**YOUR TASK**
Set out the lines of the records from the line with "One dot marks each instance of the white" up to and including the line with "354), (361, 320)]" as a Markdown table with the columns Number and Line, leaving out any blank lines.

**INFORMATION SHOWN**
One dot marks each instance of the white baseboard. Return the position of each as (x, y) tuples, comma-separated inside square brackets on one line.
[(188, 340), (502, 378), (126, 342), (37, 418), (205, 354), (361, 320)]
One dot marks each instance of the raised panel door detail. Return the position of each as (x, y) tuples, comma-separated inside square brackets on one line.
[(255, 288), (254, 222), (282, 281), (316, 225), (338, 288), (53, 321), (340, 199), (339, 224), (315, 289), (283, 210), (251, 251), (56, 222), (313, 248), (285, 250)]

...

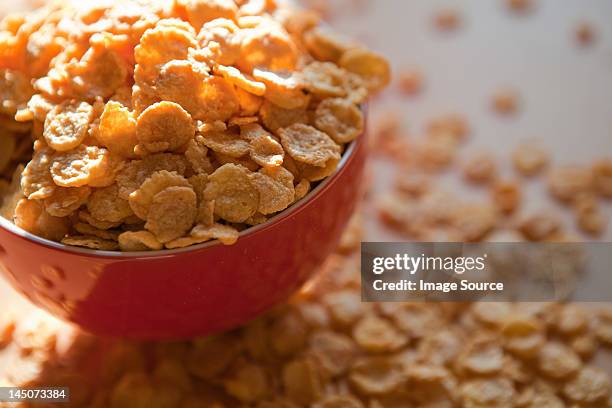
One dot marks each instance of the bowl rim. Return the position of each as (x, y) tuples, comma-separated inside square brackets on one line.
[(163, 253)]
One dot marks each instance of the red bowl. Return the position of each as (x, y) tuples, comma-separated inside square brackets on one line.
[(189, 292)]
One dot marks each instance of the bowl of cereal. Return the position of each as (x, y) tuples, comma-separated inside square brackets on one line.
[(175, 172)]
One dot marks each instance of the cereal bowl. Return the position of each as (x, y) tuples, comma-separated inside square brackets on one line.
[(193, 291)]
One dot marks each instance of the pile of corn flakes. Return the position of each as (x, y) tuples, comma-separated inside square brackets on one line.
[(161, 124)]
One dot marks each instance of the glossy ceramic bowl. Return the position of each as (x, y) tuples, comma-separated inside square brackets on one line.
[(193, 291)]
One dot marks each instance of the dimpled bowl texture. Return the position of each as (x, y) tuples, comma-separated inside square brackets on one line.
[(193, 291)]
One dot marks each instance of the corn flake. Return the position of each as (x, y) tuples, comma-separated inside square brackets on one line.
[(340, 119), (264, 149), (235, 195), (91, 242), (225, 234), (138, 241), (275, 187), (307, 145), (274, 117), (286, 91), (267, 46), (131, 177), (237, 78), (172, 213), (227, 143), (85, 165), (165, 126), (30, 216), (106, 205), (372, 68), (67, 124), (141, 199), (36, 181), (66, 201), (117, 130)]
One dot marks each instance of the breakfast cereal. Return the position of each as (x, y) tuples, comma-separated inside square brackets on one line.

**THE OUTPUT**
| Number | Line |
|---|---|
| 1 | One dot marks each instance of the white baseboard. Return the position of each as (x, y) tuples, comma-separated inside square brackets on one line. |
| 2 | [(188, 340), (502, 378), (126, 342), (37, 418), (205, 354), (361, 320)] |